◆ **TASKS**
1. Answer these questions from the Rollfast forum thread, one answer per line:
(a) What part did Howard Gordon start with when building the Rollfast?
(b) What does bicycle larry still need to get chromed on the green Monark?
(c) What brake is on the Elgin lightweight that kris Nelson describes?
2. Summarize the Rollfast forum thread in two sentences.

# Rollfast



## Howard Gordon (Oct 23, 2016)

I just finished up this Rollfast to add to my collection. I started out with the tank, and built the bike around it. Already on the bench is a Twin Flex, and next in line, a Blister Tank Colson. Still having fun, Howard Gordon


----------



## catfish (Oct 23, 2016)

Nice!


----------



## bicycle larry (Oct 23, 2016)

howard you do super nice work!!! good to see you at memory lane its allways a lot of fun . i am just finishing up the green monark , got to get the crash rails chromed up  and a few more things . on to the next one is another monark super deluxes.  like you i sored some good parts from memory lane and thanks to every one at memory lane for putting on all this work to have the show  .  from bicycle larry


----------



## tech549 (Oct 23, 2016)

nice work howard another beauty!!


----------



## Saving Tempest (Oct 23, 2016)

Howard Gordon said:


> I just finished up this Rollfast to add to my collection. I started out with the tank, and built the bike around it. Already on the bench is a Twin Flex, and next in line, a Blister Tank Colson. Still having fun, Howard GordonView attachment 374052




Bicycle Lust! Satan will never understand me.


----------



## Bikermaniac (Nov 7, 2016)

She's a beauty Howard, congratulations.


----------



## kris Nelson (Nov 8, 2016)

I just found this curious Elgin lightweight. I've had a bunch of Elgin's, but have never seen this frame & carrier. Does anyone know the Model, year, ballpark value? # 179994, Musselman M brake, N Departure front. Allstate 16 x 1.375. Thank's in advance.


----------

◆ **PROVIDED MATERIAL**
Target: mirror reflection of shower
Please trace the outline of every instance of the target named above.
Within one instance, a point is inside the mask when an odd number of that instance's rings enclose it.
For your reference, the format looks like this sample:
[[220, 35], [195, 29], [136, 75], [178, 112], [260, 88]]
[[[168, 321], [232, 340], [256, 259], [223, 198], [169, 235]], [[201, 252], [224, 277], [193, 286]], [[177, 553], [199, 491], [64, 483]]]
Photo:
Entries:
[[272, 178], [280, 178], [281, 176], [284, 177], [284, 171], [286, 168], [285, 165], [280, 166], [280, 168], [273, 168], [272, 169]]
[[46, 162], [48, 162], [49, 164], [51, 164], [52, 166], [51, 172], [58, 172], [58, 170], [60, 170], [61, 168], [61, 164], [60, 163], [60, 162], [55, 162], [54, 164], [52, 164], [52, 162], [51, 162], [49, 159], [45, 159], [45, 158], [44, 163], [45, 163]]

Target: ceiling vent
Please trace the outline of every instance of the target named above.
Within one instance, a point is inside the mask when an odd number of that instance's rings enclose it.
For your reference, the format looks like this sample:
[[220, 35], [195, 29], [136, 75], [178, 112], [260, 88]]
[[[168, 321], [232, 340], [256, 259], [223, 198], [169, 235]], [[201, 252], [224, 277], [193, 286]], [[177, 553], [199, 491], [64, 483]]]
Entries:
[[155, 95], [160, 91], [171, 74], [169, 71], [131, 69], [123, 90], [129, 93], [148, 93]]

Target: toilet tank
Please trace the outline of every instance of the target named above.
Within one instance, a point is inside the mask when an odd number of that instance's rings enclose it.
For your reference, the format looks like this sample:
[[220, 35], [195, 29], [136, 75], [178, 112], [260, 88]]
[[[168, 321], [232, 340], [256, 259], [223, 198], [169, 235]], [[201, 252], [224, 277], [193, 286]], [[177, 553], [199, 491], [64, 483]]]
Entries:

◆ **TASK-BY-TASK RESULTS**
1.
(a) The tank.
(b) The crash rails.
(c) A Musselman M brake.

2. Howard Gordon shows a Rollfast he finished for his collection, built around the tank, and says a Twin Flex is on the bench with a Blister Tank Colson next in line. Other members praise his work, bicycle larry reports nearly finishing a green Monark, and kris Nelson asks for the model, year, and ballpark value of a newly found Elgin lightweight.